Aufgaben
1 - Wie viel Strom soll das Kraftwerk in Sinop laut dem Artikel über die Atomkraftwerke in der Türkei im Endausbau liefern?
2 - Schreibe den Artikel über die Atomkraftwerke in der Türkei im Anschluss an seinen letzten Satz weiter.

Vorliegender Text
Bild: Zwar haben Umweltgruppen mobilisiert, doch die Arbeitsplatz-Versprechunge…
ISTANBUL taz | Während Deutschland gerade mühsam die Energiewende weg vom
Atomstrom versucht, steuert die Türkei mit Macht in die atomare Zukunft. Am
Freitag haben der türkische Ministerpräsident Tayyip Erdogan und der
japanische Premier Shinzo Abe ein Abkommen über den Bau eines neuen
Atomkraftwerkes an der türkischen Schwarzmeer Küste unterzeichnet.
Das jetzt vereinbarte AKW in Sinop wird der zweite große AKW-Komplex, den
die türkische Regierung in Auftrag gibt. Bereits vor knapp zwei Jahren
hatten Erdogan und der damalige russische Ministerpräsident Putin
unmittelbar nach dem Supergau in Fukushima vereinbart, dass der russische
Staatskonzern Rosatom am Mittelmeer in Akkuyu, in der Nähe der Hafenstadt
Mersin, ein erstes AKW bauen wird.
Damals hieß es, die Rosatom Reaktoren seinen nicht mit Fukushima
vergleichbar sondern weit moderner und sicherer. Das jetzt geplante AKW am
Schwarzen Meer soll mit insgesamt vier Blöcken die Leistung von Akkuya noch
weit übertreffen. In Sinop wird ein japanisch-französisches Konsortium
bauen, an dem der japanische Mitsubishi Konzern und die beiden
französischen Unternehmen Areva und GDF Suez beteiligt sind.
Das AKW soll im Endausbau aus vier Blöcken bestehen und 5.000 Megawatt
Strom liefern. Nach Informationen der türkischen Presseagentur Anadolu hat
das japanisch-französische Projekt gegen einen chinesischen Bieter den
Zuschlag bekommen, weil die japanischen AKW-Bauer viel Erfahrungen mit
Erdbeben haben.
## Die Proteste sind überschaubar
Die gesamte Türkei ist eine Erdbebenrisikozone, das geplante russische AKW
in Akkuyu liegt sogar unweit einer Erdbebenspalte. [1][Die Proteste gegen
den Bau von AKWs sind allerdings überschaubar]. Zwar haben Umweltgruppen in
Akkuya und auch in Sinop erfolgreich mobilisiert, doch das bleiben
regionale Phänomene die überdies durch Versprechen über lukrative
Arbeitsplätze unterlaufen werden. Auch finanziell sieht die türkische
Regierung kein Risiko.

[Datensätze zu Objektpositionen]
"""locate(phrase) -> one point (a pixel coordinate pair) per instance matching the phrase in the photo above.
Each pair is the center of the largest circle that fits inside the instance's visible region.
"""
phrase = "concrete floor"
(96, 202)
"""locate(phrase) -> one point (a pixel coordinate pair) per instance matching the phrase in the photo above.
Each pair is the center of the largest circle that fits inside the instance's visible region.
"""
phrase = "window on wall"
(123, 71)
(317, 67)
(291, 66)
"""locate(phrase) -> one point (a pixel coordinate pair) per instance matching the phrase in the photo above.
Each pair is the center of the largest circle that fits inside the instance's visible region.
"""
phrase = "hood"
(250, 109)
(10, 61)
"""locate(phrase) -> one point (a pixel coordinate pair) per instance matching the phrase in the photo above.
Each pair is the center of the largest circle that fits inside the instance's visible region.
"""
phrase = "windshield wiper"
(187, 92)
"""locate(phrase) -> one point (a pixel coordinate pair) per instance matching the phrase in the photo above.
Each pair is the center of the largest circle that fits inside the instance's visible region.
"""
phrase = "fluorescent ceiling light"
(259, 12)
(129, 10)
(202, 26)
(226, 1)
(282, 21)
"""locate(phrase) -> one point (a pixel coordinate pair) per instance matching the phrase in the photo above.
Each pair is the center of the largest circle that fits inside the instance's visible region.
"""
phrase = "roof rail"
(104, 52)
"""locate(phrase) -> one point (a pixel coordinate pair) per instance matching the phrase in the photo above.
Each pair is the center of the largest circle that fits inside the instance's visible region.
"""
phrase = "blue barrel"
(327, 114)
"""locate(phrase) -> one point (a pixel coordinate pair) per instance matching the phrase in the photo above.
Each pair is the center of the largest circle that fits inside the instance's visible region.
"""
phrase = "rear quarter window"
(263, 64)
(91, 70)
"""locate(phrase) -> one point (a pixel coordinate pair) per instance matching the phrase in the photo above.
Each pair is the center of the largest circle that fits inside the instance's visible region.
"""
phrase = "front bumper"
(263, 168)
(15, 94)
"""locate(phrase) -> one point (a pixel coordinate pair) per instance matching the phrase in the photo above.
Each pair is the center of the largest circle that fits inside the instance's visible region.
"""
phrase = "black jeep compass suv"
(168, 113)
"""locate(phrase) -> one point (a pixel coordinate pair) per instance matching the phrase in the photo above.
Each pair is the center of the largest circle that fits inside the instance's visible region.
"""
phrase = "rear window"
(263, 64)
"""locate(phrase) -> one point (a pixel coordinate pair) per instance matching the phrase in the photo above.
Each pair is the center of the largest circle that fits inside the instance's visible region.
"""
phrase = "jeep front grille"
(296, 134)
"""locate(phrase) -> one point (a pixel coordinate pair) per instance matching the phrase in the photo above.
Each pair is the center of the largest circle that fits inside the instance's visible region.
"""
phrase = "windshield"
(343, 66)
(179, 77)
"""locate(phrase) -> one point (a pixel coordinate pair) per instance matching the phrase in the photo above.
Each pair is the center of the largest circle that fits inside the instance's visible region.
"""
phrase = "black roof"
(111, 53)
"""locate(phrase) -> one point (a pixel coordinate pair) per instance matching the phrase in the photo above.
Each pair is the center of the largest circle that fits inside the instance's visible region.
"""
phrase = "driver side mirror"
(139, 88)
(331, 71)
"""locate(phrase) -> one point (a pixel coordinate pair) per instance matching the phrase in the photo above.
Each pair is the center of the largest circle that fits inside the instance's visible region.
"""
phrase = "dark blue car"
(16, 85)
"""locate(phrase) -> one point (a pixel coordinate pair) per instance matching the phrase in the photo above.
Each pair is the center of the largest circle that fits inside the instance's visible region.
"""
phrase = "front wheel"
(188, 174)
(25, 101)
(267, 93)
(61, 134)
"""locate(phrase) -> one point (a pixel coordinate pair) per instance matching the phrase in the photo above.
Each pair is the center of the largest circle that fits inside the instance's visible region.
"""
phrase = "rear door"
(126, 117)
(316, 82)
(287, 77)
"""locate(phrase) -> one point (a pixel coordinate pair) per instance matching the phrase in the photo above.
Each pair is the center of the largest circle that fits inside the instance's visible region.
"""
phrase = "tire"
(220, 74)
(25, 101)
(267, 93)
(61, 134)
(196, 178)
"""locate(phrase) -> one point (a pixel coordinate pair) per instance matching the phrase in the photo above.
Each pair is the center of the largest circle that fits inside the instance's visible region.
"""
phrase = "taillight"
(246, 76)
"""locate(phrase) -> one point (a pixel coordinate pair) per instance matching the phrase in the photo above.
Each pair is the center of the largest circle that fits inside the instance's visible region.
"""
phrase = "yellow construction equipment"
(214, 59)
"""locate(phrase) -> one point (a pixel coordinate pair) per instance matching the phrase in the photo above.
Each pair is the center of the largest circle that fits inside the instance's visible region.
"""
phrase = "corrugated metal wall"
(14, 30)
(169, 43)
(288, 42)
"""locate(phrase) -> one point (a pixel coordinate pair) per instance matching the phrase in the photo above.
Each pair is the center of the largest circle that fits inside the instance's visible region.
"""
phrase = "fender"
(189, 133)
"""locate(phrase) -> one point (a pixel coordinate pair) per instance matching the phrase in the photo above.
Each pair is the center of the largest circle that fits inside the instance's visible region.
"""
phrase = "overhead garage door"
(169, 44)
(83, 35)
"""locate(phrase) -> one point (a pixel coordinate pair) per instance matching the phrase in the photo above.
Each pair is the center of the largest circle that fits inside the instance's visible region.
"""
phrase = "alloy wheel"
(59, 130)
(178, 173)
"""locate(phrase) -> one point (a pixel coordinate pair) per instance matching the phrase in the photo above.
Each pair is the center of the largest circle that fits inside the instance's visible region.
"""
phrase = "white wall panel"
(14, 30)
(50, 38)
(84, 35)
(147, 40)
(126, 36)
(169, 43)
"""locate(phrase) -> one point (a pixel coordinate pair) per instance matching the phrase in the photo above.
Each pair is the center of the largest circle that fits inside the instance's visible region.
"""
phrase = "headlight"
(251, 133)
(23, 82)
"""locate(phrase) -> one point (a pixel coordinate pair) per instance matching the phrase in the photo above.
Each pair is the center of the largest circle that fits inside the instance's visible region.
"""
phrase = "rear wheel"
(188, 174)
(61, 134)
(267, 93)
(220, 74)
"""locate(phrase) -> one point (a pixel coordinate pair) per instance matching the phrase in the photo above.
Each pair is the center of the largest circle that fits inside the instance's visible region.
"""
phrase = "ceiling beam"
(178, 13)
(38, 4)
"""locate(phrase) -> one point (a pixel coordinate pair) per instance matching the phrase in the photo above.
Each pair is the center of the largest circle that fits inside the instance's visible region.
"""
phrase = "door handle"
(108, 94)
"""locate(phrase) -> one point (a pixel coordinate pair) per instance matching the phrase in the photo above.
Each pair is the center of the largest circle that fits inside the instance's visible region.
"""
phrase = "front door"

Lösungen
1 - 5.000 Megawatt.

2 -
Sowohl die Russen wie auch das japanisch-französische Konsortium werden das
15 Milliarden Euro teure Projekt auf eigene Rechnung bauen, das AKW auch
selbst betreiben und dann über einen längeren Zeitraum durch einen vom
Staat garantierten Strompreis ihr Geld wieder hereinholen. Über Folgekosten
wie Endlagerung des Atommülls wird nicht geredet.
Die offizielle Begründung für den Bau der AKW ist der mit wachsender
Wirtschaftsleistung stark steigende Energiebedarf. Tatsächlich hat die
Türkei trotz wachsender Exporte ein hohes Außenhandelsdefizit, weil sie
enorme Rechnungen für Gas und Öl begleichen muss. Mit aller Macht sollen
die Energieimporte reduziert werden, weshalb neben den AKWs auch neue
Kohle- und Wasserkraftwerke gebaut werden.
Für Wind- und Sonnenenergie hat die Türkei bislang kaum etwas getan. Es
gibt erst zwei kleinere Windparks und Sonnenenergieanlagen lediglich im
Versuchsstadium. Photovoltaikanlagen auf privaten Dächern gibt es keine.
Die türkische Regierung strebt an, bis 2030 mindestens 15 Prozent ihres
Energiebedarfs durch Atomstrom decken zu können.
Fachleute weisen allerdings darauf hin, dass Atomstrom unter ökonomischen
Gesichtspunkten auch in der Türkei Unsinn sei. Die Zeche müsse später der
Verbraucher zahlen. Als eigentliches Motiv der Regierung wird deshalb
vermutet, angesichts der Atompläne von Nachbarn wie Iran zumindestens die
potenziellen Voraussetzungen für den Bau einer Bombe schaffen zu wollen.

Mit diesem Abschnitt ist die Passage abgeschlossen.